Abstrak
Sinergi antara Financial Action Task Force (FATF) dan lembaga nasional di Indonesia berperan penting dalam optimalisasi perampasan aset berdasarkan RUU Perampasan Aset. RUU ini dirancang untuk memberikan kerangka hukum yang lebih jelas dalam menangani aset hasil tindak pidana korupsi maupun pencucian uang. Meskipun Indonesia telah berkomitmen menjadi bagian dari FATF, tetapi masih terdapat tantangan dalam hal koordinasi antar lembaga dan infrastruktur hukum. Sinergi antara FATF dan lembaga nasional diharapkan dapat memperkuat upaya penegakan hukum dalam tindakan perampasan aset. Dengan disahkannya RUU tersebut, diharapkan proses perampasan aset menjadi lebih efisien, serta memperkuat komitmen Indonesia dalam memberantas korupsi dan pencucian uang mengingat RUU tersebut telah disesuaikan dengan Rekomendasi FATF.
Kata Kunci: Financial Action Task Force (FATF), RUU Perampasan Aset, Korupsi, dan Pencucian Uang.
Abstract
Synergy between the Financial Action Task Force (FATF) and national institutions in Indonesia plays an important role in optimizing asset forfeiture under the Asset Forfeiture Bill. This bill is designed to provide a clearer legal framework in dealing with assets from corruption and money laundering crimes. Although Indonesia has committed to be part of the FATF, there are still challenges in terms of inter-agency coordination and legal infrastructure. Synergy between FATF and national institutions is expected to strengthen law enforcement efforts in asset forfeiture actions. With the passing of the bill, it is expected that the asset forfeiture process will become more efficient, as well as strengthen Indonesia’s commitment to eradicating corruption and money laundering considering that the bill has been adjusted to the FATF Recommendations. Keywords: Financial Action Task Force (FATF), Asset Forfeiture Bill, Corruption, and Money Laundering.
= = = = =
→ **Deskripsi Tugas**: Tolong salin ulang abstrak tentang perampasan aset di atas secara utuh, tanpa mengubah satu kata pun.

→ **Cuplikan Data**:
= = = = =
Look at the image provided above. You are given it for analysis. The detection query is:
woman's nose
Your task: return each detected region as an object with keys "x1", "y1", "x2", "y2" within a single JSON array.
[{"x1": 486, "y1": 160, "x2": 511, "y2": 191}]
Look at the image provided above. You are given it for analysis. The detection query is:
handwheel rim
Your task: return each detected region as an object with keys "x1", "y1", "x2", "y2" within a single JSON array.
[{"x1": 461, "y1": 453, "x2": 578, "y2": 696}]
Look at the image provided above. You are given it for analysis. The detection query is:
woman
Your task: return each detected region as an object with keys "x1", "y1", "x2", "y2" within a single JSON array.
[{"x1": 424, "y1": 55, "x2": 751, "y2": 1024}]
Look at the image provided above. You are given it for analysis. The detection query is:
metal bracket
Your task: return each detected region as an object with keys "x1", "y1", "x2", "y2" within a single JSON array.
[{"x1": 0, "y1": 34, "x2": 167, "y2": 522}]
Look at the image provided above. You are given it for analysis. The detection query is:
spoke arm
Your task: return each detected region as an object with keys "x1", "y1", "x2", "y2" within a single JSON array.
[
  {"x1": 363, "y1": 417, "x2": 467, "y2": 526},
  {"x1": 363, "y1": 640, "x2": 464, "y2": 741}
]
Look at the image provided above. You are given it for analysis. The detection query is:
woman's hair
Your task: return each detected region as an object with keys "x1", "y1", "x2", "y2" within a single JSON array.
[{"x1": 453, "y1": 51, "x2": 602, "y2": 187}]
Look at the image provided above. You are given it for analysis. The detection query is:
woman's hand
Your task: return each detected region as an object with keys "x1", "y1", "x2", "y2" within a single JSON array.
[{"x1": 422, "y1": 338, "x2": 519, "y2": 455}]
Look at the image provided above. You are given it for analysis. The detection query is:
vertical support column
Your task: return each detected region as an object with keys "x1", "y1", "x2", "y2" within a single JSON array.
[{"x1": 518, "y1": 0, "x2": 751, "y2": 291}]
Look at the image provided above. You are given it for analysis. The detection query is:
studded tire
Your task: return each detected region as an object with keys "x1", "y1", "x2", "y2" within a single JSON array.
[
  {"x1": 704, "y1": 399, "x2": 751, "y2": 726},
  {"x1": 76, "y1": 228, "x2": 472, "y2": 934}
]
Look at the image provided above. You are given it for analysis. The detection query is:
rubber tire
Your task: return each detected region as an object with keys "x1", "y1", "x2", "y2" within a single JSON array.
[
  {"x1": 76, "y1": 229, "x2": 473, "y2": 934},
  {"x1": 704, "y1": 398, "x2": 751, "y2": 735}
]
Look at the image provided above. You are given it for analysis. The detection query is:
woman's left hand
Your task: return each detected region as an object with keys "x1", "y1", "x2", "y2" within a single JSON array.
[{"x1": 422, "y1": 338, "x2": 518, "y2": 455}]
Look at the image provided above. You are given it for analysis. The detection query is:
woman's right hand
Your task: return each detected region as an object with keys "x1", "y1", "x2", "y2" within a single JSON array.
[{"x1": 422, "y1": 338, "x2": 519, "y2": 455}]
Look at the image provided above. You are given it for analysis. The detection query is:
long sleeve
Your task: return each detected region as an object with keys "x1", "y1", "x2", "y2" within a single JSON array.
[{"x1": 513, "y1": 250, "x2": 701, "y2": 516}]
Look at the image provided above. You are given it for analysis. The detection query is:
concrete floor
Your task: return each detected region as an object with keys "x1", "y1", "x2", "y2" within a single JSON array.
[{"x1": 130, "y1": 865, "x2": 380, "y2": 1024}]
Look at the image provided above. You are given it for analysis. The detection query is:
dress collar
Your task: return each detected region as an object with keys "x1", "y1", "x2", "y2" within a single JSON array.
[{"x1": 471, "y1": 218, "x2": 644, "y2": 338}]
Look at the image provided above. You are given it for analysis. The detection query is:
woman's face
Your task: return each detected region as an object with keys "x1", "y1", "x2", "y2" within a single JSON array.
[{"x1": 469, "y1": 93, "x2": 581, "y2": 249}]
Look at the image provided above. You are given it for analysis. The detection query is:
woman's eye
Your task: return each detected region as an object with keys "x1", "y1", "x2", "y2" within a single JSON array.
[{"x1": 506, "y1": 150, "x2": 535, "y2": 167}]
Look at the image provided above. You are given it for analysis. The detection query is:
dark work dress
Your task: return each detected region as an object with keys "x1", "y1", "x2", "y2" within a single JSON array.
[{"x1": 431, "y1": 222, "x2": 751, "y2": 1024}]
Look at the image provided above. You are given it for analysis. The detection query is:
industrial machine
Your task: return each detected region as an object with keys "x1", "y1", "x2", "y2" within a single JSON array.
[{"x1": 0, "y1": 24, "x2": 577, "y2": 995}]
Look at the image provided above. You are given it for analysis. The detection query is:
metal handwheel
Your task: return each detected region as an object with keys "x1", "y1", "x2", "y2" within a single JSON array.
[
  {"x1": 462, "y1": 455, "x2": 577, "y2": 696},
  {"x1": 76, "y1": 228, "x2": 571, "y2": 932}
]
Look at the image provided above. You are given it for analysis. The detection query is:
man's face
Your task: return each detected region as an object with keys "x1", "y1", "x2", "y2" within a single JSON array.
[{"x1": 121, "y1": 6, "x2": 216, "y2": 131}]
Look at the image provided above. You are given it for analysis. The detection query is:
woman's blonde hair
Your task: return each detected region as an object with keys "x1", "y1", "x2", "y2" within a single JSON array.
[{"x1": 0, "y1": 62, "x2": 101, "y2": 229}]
= = = = =
→ **Jawaban Tertulis**:
Abstrak
Sinergi antara Financial Action Task Force (FATF) dan lembaga nasional di Indonesia berperan penting dalam optimalisasi perampasan aset berdasarkan RUU Perampasan Aset. RUU ini dirancang untuk memberikan kerangka hukum yang lebih jelas dalam menangani aset hasil tindak pidana korupsi maupun pencucian uang. Meskipun Indonesia telah berkomitmen menjadi bagian dari FATF, tetapi masih terdapat tantangan dalam hal koordinasi antar lembaga dan infrastruktur hukum. Sinergi antara FATF dan lembaga nasional diharapkan dapat memperkuat upaya penegakan hukum dalam tindakan perampasan aset. Dengan disahkannya RUU tersebut, diharapkan proses perampasan aset menjadi lebih efisien, serta memperkuat komitmen Indonesia dalam memberantas korupsi dan pencucian uang mengingat RUU tersebut telah disesuaikan dengan Rekomendasi FATF.
Kata Kunci: Financial Action Task Force (FATF), RUU Perampasan Aset, Korupsi, dan Pencucian Uang.
Abstract
Synergy between the Financial Action Task Force (FATF) and national institutions in Indonesia plays an important role in optimizing asset forfeiture under the Asset Forfeiture Bill. This bill is designed to provide a clearer legal framework in dealing with assets from corruption and money laundering crimes. Although Indonesia has committed to be part of the FATF, there are still challenges in terms of inter-agency coordination and legal infrastructure. Synergy between FATF and national institutions is expected to strengthen law enforcement efforts in asset forfeiture actions. With the passing of the bill, it is expected that the asset forfeiture process will become more efficient, as well as strengthen Indonesia’s commitment to eradicating corruption and money laundering considering that the bill has been adjusted to the FATF Recommendations. Keywords: Financial Action Task Force (FATF), Asset Forfeiture Bill, Corruption, and Money Laundering.